Исходный текст

┌────────

Литературный журнал
№23
июЛ
Поэт и критик Кирилл Моргунов

Кирилл Моргунов — Сарафан отечественного стихотворчества

(Князев, Г. Живые буквы / Г. Князев. — Москва: АСПИ, 2022. — 124 с.)

Кирилл Моргунов. Родился в г. Череповец, Вологодской обл. Учится в Литературном институте им. А. М. Горького на 3-м курсе (семинар поэзии Г. Н. Красникова). Публиковался в журналах «Москва», «Урал», «Алтай». Входил в шорт-лист Волошинского фестиваля в номинации «Кто верит в жизнь, тот верит чуду…» В настоящее время живёт в Москве.
Крупные, а подчас ключевые явления русской поэзии укладывались в тоненькие брошюры — та же «Тяжелая Лира» В. Ходасевича, которая до сих пор продаётся в букинистических магазинах. «Камень» Мандельштама насчитывал чуть больше тридцати страниц, а «Вечер» двадцатитрехлетней Ахматовой включал в себя всего сорок стихотворений. Совсем небольшими по объему делали книги и наши современники: О. Чухонцев («Фифиа»), М. Гронас («Дорогие Сироты»), Г. Дашевский («Дума Иван-Чая») и т. д. Маленькие книги всегда говорили о «величии замысла» и масштабе автора.

Книга Г. Князева занимает 124 страницы и состоит из довольно большого количества стихотворений, разделённых на «взрослые» и «детские». Это вызывает недоумение – то ли автор хочет, чтобы книгу читали «и те, и те», то ли пытается показать, что может «и так, и эдак».

└────────

Список
┌────────

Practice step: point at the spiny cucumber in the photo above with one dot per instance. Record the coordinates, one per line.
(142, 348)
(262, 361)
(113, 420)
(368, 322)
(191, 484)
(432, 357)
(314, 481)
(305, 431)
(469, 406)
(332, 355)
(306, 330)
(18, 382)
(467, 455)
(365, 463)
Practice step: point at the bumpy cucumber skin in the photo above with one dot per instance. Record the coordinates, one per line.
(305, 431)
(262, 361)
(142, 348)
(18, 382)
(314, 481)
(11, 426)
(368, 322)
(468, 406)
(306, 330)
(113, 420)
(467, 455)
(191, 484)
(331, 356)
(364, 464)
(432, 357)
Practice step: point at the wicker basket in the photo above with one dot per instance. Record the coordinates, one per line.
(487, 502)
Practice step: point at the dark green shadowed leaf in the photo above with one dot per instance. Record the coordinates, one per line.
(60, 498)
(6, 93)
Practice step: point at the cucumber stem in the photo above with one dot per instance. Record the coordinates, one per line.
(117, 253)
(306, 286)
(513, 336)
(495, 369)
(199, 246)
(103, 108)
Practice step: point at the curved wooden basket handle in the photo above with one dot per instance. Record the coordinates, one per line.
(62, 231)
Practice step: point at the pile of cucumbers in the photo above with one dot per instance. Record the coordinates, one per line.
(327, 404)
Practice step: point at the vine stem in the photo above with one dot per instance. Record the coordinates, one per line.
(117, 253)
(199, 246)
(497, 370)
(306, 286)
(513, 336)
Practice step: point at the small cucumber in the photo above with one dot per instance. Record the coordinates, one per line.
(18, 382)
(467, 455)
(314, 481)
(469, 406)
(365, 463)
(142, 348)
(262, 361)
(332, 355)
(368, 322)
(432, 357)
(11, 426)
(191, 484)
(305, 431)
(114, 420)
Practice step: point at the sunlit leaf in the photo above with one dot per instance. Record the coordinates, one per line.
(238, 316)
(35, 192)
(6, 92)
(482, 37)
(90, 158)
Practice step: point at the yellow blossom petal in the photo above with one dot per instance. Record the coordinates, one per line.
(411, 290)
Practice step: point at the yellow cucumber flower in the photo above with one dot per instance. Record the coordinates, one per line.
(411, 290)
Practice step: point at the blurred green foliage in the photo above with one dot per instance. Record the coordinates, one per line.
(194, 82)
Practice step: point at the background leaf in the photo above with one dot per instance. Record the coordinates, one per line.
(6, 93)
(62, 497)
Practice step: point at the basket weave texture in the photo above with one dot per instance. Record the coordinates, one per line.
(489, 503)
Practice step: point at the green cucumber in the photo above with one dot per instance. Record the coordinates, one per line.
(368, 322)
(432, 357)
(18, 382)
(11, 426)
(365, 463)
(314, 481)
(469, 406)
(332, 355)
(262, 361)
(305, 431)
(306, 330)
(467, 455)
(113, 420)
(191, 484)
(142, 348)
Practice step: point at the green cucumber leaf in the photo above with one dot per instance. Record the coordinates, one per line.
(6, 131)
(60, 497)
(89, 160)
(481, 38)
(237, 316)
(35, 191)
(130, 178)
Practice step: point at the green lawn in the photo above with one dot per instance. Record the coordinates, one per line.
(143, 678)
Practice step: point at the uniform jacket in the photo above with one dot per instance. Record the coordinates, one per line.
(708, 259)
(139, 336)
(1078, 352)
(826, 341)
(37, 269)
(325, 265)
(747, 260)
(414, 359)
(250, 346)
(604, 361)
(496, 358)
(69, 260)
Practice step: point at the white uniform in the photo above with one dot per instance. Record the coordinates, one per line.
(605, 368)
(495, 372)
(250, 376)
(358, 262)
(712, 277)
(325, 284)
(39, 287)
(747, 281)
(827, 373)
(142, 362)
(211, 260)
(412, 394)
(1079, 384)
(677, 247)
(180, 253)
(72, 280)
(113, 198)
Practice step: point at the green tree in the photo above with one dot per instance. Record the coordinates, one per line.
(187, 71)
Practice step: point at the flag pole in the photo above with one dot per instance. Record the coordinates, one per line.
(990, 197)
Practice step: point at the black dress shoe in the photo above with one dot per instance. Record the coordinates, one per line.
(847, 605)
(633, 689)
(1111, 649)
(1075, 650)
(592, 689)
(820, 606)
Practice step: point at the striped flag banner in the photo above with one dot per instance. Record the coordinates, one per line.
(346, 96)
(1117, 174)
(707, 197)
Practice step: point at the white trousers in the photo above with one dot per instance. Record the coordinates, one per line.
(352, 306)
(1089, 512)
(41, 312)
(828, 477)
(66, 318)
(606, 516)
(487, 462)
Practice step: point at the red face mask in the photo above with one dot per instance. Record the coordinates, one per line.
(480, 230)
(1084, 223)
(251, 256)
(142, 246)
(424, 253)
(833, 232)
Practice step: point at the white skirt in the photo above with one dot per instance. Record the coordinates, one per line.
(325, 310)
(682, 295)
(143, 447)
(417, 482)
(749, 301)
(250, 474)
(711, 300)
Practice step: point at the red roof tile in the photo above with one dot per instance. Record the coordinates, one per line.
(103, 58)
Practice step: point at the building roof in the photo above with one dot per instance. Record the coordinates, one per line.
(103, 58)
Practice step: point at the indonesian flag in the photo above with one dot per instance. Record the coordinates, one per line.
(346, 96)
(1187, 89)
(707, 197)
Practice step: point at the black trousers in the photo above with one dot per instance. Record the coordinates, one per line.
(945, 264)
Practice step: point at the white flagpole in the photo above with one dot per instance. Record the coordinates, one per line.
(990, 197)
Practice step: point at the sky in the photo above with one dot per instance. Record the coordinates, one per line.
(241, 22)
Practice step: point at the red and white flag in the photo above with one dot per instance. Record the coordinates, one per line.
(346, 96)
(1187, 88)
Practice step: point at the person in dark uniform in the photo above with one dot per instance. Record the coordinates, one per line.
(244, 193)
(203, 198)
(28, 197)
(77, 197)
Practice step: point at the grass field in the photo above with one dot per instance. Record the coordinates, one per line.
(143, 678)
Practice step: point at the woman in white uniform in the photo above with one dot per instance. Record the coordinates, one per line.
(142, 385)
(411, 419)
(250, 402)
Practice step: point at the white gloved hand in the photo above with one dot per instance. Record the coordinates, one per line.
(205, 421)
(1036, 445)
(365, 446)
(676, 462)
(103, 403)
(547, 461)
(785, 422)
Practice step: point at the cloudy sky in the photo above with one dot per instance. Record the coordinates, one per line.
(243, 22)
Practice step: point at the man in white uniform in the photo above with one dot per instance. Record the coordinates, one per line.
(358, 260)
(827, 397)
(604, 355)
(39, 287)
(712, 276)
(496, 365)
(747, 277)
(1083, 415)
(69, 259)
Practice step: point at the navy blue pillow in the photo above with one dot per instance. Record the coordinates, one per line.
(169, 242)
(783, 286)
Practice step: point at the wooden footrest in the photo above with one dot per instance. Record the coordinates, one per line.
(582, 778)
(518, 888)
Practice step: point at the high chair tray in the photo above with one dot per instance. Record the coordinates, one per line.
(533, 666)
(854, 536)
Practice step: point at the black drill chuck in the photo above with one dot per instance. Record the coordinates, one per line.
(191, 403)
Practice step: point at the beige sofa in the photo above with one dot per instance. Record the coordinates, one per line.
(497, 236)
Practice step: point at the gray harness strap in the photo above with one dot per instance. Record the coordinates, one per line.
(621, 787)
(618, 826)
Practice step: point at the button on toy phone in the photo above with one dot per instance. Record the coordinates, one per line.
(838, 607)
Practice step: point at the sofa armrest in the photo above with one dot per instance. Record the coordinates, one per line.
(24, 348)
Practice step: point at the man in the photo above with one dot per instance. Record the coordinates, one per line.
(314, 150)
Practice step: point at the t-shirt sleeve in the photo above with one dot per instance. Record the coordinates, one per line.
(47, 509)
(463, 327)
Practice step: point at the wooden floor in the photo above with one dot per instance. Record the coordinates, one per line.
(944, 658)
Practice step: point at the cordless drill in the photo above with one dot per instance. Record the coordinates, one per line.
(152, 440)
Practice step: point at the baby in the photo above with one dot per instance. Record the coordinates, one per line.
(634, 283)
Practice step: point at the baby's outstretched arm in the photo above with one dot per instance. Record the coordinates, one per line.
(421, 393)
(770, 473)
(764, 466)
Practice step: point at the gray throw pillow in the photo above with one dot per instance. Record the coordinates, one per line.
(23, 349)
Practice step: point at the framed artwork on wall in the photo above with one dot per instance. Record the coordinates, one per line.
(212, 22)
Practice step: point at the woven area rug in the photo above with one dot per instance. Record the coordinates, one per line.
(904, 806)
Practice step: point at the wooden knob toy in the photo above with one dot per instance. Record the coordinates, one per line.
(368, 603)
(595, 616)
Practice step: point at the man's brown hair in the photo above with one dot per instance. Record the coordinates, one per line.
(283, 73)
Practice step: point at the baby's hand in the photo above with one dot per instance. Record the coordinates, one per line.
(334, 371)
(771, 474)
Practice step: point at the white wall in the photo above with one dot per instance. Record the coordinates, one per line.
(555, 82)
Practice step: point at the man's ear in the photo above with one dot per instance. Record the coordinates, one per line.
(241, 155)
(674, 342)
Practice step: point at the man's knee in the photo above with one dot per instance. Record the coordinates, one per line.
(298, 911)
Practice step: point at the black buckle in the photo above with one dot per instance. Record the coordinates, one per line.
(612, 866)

└────────

Набор заданий
1. В каких журналах, согласно исходному тексту, публиковался Кирилл Моргунов? Назовите все.
2. Выпишите из списка каждую строку, где встречается слово «wall».

Письменные ответы
1. «Москва», «Урал», «Алтай».

2.
Practice step: point at the framed artwork on wall in the photo above with one dot per instance. Record the coordinates, one per line.
Practice step: point at the white wall in the photo above with one dot per instance. Record the coordinates, one per line.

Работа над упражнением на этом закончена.